Please output the records word for word, from their first line through the line that contains "point(503, 151)", with both of those lines included.

Saved data entries:
***

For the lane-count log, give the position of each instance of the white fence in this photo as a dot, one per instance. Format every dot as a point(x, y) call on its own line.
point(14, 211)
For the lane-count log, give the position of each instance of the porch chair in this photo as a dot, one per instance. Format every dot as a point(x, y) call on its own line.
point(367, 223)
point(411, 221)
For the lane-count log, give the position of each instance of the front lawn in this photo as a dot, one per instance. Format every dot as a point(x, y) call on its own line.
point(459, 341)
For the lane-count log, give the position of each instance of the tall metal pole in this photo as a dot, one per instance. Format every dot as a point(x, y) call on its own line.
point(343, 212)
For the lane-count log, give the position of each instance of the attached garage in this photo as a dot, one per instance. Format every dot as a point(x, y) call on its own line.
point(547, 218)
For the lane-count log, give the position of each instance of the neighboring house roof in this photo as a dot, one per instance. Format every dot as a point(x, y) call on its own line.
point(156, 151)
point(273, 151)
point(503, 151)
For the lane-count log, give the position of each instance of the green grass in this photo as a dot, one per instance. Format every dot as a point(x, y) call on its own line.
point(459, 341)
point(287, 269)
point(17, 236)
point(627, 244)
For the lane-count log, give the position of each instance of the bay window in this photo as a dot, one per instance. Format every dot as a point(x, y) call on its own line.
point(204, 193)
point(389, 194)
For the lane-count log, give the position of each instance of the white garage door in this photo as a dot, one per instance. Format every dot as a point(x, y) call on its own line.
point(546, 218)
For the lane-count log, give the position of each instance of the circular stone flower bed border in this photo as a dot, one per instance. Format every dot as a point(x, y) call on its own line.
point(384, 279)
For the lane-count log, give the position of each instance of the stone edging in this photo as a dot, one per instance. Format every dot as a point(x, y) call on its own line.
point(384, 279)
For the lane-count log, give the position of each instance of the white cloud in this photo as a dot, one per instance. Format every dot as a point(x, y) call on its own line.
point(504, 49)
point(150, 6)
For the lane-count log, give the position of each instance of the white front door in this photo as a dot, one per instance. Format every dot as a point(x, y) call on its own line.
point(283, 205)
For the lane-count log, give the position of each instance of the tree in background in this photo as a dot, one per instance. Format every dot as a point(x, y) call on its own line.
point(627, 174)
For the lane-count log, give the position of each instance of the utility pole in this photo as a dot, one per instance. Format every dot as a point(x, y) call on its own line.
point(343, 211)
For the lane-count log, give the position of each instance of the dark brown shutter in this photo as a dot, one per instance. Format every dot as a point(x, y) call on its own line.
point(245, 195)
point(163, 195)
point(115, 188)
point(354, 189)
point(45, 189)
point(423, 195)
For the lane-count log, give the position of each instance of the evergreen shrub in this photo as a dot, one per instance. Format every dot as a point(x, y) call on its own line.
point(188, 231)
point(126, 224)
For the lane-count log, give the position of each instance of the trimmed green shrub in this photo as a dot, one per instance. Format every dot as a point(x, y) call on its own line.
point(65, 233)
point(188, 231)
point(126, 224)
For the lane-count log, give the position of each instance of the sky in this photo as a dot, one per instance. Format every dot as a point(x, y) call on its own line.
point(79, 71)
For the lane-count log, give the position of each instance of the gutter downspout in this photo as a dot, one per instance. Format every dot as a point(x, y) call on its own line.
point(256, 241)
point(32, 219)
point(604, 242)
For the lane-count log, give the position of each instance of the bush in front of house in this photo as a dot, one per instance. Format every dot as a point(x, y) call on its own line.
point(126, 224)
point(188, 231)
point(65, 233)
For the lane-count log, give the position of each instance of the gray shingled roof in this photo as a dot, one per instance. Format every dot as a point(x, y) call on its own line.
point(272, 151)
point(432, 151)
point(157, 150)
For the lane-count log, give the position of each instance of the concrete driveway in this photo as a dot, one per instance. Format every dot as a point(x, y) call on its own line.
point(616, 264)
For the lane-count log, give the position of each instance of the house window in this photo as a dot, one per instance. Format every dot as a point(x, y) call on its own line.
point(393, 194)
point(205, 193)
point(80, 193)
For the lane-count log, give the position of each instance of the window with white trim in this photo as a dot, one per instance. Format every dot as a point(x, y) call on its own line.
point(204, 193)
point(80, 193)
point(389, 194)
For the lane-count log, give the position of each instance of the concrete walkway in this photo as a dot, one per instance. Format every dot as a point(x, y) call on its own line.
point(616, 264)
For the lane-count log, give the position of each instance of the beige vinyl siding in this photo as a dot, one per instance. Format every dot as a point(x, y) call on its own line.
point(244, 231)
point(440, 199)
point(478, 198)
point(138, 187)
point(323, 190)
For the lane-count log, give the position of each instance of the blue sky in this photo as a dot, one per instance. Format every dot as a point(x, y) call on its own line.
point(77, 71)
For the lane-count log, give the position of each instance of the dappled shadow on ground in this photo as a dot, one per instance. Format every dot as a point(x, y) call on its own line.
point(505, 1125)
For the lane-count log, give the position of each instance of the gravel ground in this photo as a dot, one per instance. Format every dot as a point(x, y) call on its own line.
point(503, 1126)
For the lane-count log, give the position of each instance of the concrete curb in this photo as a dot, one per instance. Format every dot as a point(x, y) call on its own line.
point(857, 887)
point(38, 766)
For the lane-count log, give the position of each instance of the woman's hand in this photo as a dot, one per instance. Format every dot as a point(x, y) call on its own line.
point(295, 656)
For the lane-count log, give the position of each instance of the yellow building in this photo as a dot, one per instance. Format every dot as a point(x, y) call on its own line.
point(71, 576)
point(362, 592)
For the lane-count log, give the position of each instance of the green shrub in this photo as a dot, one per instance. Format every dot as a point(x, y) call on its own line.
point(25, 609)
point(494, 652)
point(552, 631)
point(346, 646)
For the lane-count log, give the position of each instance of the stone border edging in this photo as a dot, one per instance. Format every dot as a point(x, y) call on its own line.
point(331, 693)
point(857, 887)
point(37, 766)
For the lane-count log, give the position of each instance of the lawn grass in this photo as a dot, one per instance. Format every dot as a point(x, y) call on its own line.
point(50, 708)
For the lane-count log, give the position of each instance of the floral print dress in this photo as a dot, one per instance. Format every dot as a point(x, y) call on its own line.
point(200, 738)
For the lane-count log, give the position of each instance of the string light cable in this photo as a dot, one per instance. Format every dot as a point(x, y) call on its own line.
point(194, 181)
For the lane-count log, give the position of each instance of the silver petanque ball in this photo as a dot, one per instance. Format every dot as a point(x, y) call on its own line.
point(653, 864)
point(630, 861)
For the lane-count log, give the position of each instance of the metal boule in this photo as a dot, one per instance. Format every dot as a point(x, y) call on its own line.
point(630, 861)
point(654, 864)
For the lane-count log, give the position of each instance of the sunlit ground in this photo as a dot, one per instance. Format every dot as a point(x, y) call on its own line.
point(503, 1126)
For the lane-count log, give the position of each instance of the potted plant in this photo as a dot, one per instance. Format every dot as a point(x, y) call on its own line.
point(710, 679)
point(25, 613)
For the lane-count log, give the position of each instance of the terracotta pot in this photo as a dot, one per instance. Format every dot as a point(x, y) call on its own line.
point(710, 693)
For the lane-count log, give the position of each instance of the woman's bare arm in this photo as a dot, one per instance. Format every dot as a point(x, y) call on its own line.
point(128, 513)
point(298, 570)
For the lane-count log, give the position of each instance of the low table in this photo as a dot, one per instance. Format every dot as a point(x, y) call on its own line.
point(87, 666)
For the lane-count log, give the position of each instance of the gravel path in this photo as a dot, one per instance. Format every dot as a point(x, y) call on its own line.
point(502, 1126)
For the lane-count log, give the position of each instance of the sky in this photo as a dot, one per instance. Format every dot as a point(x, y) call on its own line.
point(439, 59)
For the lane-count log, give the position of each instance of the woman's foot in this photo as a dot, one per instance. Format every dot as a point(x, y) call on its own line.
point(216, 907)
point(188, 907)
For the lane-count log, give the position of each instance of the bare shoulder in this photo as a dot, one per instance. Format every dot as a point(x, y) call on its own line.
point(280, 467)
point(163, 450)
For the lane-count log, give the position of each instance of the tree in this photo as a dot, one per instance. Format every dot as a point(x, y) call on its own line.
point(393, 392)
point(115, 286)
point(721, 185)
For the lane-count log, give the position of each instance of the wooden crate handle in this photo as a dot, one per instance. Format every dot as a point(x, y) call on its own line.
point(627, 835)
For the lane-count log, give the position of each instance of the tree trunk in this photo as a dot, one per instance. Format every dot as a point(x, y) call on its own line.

***

• **ANSWER TO THE PROBLEM**
For the lane-count log, give the position of each instance of the white fence in this photo as a dot, one per instance. Format every dot as a point(x, y) call on its own line.
point(14, 211)
For the lane-count log, give the position of each instance of the porch chair in this photo as a dot, one per instance. Format every dot as a point(x, y) call on its own line.
point(367, 223)
point(411, 221)
For the lane-count log, give the position of each instance of the front lawn in this photo as a dot, one per instance. Format every dot as a point(x, y) call on its own line.
point(459, 341)
For the lane-count log, give the position of each instance of the tall metal pole in this photo as a dot, one per instance. Format every dot as a point(x, y) call on its own line.
point(343, 212)
For the lane-count log, give the position of each instance of the attached garage in this photo as a dot, one per instance. Format every dot as a point(x, y) call on its own line.
point(547, 218)
For the lane-count log, give the position of each instance of the neighboring house roof in this photo as a dot, one per instance. Format every dot as a point(x, y) call on its own line.
point(156, 151)
point(273, 151)
point(503, 151)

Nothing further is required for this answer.